Quoted passage
EAST 214
 

Japanese Animation and New Media

Week Twelve: Chapter Twenty: The Spiral Dance of Symptom and Specter


As a point of departure for considering animation technics related to gender, let’s take Laura Mulvey’s famous account of Hollywood cinema, in which she argues that specific techniques in cinema position men as subjects and women as objects.  Her argument has three parts.


First, there is scopophilia, which means that moving images are delightful, and we’re attracted to them.  To anticipate later discussion, let me add that we might think of this scopophilia in terms of affect.  Affect is a relation prior to the emergence of a distinction between subject and object in which one entity feels the attraction and sway of another entity.  For instance, we feel the attraction of moving images.  But we don’t feel this attraction as subjects separate from an object.  Rather the moving images grab us, sway us, and we’re inseparable from the moving images, swept up in them.  We’re under their sway.  You can also think of affect as a relation in which we are not one.  We’re part of a continuous material assemblage that includes projection or delivery technologies, images, specific environmental parameters (darkness, stillness), spaces, temporal parameters (the time of the watching and the time in the watching), and other human watchers or interactors (whether in the same room or not) as well as producers and distributors.  And you can probably add to the list.  But affect is not a logic of ‘everything is connected is everything.’  It is a logic of ‘everything is connected with a specific orientation, a specific continuous set of material orientations.’  I’ll return to affect, but, for now, let’s stick with Mulvey’s account.

Dataset

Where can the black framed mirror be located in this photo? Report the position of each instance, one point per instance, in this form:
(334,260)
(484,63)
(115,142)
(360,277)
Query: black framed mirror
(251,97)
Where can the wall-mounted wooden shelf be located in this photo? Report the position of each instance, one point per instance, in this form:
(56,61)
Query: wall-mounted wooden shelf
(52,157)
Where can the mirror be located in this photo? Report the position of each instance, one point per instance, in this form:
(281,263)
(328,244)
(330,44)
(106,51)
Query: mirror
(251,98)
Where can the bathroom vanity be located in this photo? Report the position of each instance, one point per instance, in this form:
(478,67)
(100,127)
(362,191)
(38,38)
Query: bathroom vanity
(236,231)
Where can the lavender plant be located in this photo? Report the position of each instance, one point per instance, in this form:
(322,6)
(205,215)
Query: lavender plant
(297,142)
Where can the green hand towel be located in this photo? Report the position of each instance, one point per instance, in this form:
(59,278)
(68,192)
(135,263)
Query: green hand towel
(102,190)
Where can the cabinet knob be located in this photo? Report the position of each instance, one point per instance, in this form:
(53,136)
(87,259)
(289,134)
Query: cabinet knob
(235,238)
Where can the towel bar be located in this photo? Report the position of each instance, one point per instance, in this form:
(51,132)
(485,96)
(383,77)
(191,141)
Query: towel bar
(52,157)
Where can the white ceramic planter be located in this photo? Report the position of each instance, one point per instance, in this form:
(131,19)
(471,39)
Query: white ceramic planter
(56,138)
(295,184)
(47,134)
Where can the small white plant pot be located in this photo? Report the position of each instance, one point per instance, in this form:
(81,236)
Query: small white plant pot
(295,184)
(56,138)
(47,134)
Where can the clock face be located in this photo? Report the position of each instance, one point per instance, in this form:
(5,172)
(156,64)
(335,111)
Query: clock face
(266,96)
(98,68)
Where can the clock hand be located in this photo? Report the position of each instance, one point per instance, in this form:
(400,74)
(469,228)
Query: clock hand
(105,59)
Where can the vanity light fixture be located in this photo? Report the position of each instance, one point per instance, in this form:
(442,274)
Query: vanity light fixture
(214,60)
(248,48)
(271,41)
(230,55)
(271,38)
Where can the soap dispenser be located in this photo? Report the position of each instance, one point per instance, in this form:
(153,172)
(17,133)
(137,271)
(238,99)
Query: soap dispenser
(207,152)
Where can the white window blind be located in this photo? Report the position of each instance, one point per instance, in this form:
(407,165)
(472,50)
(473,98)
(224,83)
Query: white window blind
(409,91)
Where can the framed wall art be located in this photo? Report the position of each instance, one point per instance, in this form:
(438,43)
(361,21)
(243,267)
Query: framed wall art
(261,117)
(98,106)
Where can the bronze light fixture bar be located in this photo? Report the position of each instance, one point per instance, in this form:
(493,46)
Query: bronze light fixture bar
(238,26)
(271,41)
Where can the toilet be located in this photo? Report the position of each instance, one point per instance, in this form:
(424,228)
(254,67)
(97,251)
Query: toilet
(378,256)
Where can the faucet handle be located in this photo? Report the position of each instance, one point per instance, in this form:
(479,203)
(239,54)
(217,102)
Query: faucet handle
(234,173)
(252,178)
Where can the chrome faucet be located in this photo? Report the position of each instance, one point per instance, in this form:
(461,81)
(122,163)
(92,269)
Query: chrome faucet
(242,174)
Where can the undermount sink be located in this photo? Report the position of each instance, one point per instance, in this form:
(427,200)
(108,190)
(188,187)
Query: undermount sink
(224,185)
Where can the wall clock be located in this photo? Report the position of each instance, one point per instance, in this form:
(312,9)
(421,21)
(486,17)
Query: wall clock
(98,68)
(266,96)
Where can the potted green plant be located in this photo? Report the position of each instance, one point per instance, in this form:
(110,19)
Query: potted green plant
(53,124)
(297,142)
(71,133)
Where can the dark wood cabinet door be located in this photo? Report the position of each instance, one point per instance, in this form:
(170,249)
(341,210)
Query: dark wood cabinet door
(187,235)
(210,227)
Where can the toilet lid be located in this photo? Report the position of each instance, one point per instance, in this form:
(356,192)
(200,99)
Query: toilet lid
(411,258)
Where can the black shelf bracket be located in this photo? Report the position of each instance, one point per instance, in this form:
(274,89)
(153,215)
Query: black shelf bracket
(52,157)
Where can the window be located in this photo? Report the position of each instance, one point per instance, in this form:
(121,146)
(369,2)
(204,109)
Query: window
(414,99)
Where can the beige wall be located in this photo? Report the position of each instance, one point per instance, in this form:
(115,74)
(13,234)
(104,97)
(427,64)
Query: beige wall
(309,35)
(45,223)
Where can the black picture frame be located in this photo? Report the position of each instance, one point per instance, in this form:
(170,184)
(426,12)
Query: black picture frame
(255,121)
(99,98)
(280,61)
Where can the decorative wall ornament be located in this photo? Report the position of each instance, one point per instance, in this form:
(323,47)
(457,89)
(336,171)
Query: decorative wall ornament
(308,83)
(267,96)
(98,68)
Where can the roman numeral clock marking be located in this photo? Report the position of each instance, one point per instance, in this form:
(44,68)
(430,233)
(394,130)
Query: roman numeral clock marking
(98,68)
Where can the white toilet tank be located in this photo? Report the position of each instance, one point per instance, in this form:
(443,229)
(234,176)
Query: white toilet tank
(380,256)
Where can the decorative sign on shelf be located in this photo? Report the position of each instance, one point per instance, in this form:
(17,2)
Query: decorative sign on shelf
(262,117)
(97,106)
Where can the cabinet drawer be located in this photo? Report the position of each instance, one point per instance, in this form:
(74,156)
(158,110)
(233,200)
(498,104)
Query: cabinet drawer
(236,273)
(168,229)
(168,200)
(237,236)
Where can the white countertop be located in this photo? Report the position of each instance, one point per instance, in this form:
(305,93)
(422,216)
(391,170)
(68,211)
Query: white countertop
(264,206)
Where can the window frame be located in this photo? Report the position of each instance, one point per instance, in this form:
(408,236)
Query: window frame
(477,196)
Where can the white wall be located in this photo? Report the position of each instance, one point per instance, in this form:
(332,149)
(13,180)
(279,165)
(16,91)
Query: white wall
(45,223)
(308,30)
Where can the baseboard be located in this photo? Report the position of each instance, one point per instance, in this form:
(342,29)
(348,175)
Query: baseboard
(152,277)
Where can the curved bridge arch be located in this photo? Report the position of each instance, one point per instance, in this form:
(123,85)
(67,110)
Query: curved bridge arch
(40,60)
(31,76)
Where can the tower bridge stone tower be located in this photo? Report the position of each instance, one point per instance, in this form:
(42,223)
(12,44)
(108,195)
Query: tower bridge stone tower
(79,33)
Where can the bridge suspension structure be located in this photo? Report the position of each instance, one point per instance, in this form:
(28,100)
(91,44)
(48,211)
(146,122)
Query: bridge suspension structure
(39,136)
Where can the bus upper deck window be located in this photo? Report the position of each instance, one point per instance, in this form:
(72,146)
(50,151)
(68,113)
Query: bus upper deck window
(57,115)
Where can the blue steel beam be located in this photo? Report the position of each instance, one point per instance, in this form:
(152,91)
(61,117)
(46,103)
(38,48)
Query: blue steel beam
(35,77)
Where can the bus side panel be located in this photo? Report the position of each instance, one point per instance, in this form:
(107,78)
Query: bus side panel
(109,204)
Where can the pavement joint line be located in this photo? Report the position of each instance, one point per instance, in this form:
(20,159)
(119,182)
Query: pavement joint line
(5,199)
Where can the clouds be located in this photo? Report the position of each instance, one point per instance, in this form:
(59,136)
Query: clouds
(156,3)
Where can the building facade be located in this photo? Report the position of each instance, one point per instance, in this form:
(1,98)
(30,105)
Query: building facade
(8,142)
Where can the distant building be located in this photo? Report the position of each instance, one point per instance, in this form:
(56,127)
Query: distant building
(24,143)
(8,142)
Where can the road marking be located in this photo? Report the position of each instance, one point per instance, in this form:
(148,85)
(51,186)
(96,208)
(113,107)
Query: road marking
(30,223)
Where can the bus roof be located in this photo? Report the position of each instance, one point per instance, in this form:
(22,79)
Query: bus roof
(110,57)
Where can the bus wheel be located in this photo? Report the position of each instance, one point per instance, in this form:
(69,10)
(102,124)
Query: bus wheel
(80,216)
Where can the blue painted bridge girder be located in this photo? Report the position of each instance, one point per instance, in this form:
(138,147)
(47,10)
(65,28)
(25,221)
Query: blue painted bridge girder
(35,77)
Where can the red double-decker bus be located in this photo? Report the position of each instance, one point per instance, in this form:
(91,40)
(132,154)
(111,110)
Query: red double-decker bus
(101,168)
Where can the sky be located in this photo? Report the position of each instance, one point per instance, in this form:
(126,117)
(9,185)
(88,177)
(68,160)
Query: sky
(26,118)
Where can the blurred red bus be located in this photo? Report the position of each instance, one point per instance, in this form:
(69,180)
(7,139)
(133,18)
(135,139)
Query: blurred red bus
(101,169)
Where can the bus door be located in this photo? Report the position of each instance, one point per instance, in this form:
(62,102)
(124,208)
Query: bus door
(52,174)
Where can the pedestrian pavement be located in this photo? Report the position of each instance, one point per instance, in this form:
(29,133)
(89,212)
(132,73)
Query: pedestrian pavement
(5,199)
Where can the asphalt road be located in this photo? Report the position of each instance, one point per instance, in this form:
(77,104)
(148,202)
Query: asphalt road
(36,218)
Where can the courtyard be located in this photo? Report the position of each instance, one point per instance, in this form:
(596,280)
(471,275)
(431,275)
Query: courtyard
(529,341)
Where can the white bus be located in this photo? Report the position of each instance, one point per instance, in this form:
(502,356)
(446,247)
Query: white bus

To do
A. Could you copy the part of the animation lecture starting at "Week Twelve: Chapter" and ending at "has three parts."?
B. Can you carry on the lecture about Mulvey, scopophilia and animation after its last sentence?

Answers provided
A.
Week Twelve: Chapter Twenty: The Spiral Dance of Symptom and Specter


As a point of departure for considering animation technics related to gender, let’s take Laura Mulvey’s famous account of Hollywood cinema, in which she argues that specific techniques in cinema position men as subjects and women as objects.  Her argument has three parts.

B.
Second, this scopophilia disappears very quickly in Mulvey’s account.  Pleasure gives way to anxiety.  Simply put, men may delight in images of beautiful women but, according to Mulvey, men resist identifying with them.  Men resist the material continuity implied in scopophilia due to castration anxiety.  They don’t want to be continuous with women. 


Third, men thus strive to position themselves as subject and to position women as objects.  Mulvey’s account agrees with that of Saitô Tamaki and Enomoto Nariko (whom he cites): men have to fix their position in order to experience desire.  In other words, men strive to ‘be one,’ that is, to be a subject in relation to objects.  If I turn to Mulvey here rather than Saitô, it is because Mulvey talks about specific techniques of Hollywood cinema.  Saitô gives the impression that techniques don’t really matter — hence the provocative title of his 2007 book, “Media don’t exist” (Media wa sonzai shinai).